## To be done
Give back the records below exactly, every one, with no pictures.

## Materials provided
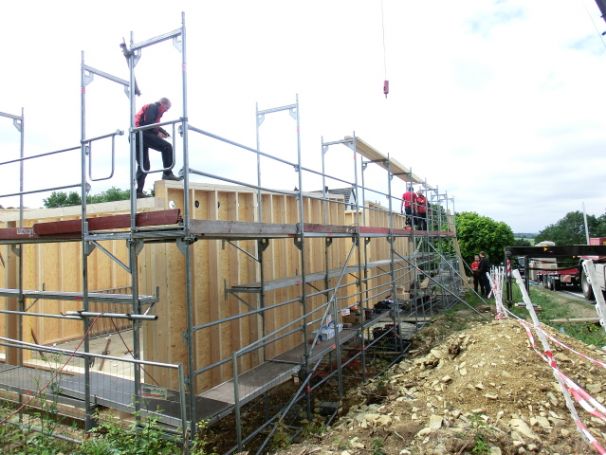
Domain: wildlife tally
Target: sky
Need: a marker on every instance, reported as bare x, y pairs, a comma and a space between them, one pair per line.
500, 104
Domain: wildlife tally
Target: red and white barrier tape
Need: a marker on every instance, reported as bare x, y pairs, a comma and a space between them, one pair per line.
596, 362
568, 391
586, 401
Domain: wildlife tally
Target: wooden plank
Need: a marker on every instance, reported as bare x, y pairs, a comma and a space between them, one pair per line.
399, 170
13, 355
156, 218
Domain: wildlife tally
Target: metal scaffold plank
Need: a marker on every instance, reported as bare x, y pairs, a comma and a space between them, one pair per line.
156, 218
77, 296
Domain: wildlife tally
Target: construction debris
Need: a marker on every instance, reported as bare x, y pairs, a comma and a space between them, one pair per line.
494, 396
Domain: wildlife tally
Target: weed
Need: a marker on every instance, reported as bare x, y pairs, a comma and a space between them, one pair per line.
482, 433
280, 439
342, 444
376, 445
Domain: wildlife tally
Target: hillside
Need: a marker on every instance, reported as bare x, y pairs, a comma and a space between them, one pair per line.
479, 390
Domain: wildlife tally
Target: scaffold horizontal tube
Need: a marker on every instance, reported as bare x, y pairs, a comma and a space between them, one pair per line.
108, 76
10, 342
41, 155
157, 39
94, 314
271, 110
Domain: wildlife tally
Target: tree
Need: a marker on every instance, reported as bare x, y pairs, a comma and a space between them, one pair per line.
570, 230
480, 233
62, 199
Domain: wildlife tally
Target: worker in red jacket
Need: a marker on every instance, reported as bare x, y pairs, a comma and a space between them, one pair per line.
408, 201
153, 138
421, 210
475, 272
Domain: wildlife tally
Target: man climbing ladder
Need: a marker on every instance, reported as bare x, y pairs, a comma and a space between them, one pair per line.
153, 138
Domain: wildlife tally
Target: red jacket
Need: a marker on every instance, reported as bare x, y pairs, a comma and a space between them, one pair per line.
475, 267
421, 204
409, 199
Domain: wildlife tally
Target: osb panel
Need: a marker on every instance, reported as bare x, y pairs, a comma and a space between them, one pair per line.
215, 266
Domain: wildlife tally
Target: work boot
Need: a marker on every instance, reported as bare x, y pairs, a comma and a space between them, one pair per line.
169, 176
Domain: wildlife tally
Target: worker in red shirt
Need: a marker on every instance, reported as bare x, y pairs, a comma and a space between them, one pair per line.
421, 210
153, 138
475, 272
408, 200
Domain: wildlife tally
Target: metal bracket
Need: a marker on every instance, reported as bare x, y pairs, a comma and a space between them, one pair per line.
178, 43
260, 119
138, 245
262, 244
182, 244
298, 242
18, 123
87, 77
136, 57
89, 247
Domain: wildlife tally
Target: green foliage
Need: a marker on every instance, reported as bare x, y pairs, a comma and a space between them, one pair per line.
376, 445
62, 199
480, 233
570, 230
482, 433
110, 438
522, 242
280, 438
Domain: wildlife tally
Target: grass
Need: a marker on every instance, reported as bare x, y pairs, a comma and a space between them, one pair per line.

## Task response
Domain: wildlife tally
Target: sky
Need: a marker on every instance, reported as bare x, y pairs, a comma and a space between them, one pair per line.
500, 104
Domain: wildlife tally
Target: red and white barrier tape
Need: a marker on every instance, reported as bare x, y pairs, a comma and a space between them, one pair per line.
596, 362
568, 391
586, 401
Domain: wildlife tally
Target: wooden plank
Need: a marker on every instance, reported as bare x, y pairs, a comma and a space between them, one pair per line.
399, 170
13, 355
156, 218
Domain: wildlife tally
Target: metal scaffold plank
Need: a marker on every instance, reported as bare x, y pairs, a comma and a space between them, one pair per line.
156, 218
77, 296
Domain: wildlife tally
Target: construction debris
Need: a marker on every instance, reported as bare x, y pairs, a comma and a space between them, one pair per line.
494, 396
Domain: wildlife tally
Target: weed
Need: a marker on every instance, reported as bare x, y pairs, a comma and a space between them, one pair per line.
482, 433
280, 439
342, 444
376, 445
Domain: wildlife tally
Target: hillside
Need: a marker on every instance, reported as bare x, y pairs, a comma and a space between them, one pair per line.
479, 390
Domain: wildlife tally
Target: scaffold horizontal tube
Need: a marker on every instance, reported as bare x, y pairs, a comma and a space between them, one pair per line.
108, 76
10, 342
41, 155
157, 39
94, 314
271, 110
Domain: wildlife tally
Target: tree
Need: a marker on every instance, reported as bare x, y pairs, a comma and a space between them, one pair per line.
570, 230
480, 233
62, 199
Domain: wildlife tally
Target: worker in red jacket
Need: a marker on every instance, reported as bare x, y pairs, a comma and a space between them, one pair per line.
408, 201
153, 138
421, 210
475, 272
Domain: wildlife tally
Target: man climbing ladder
Need: a marker on every instance, reported as bare x, y pairs, a comma and a space between them, one pair per line.
153, 138
Domain: wildlife tally
Target: red jacket
Need: a marker on every instance, reported as bare x, y pairs, a comma and a space between them, one pair per line.
475, 267
421, 204
409, 199
Domain: wildlife tally
Target: osb panel
Need: a marker on every instance, reported as bare x, y pairs, a comma and a space between them, one pair per line.
215, 266
Domain: wildlife tally
Target: work boot
Need: a marker on every instance, reported as bare x, y pairs, a comma and a space between them, one pair per line.
169, 176
Domain: wildlife tally
Target: worker in red shirt
Need: a marker on every instance, reported as bare x, y pairs, a comma and a space between them, one pair per line.
421, 210
153, 138
475, 272
408, 200
Domain: wildlife tally
Target: metal bracket
Need: a marker on every instance, reported as bare x, y pairs, a comma and a space between them, one pair per line.
178, 43
260, 119
138, 245
262, 244
182, 244
298, 242
18, 123
87, 77
136, 57
89, 247
Domain: wildlife tally
Target: green foliage
Need: a marker on every instance, reported as bare x, y pairs, a comma and a space between them, one pair per line.
376, 445
62, 199
480, 233
570, 230
482, 433
110, 438
522, 242
280, 438
Domain: wildlife tally
Target: grass
Need: a marker on every instance, reported as bare x, y pairs, a comma and a space between them, one pair per line.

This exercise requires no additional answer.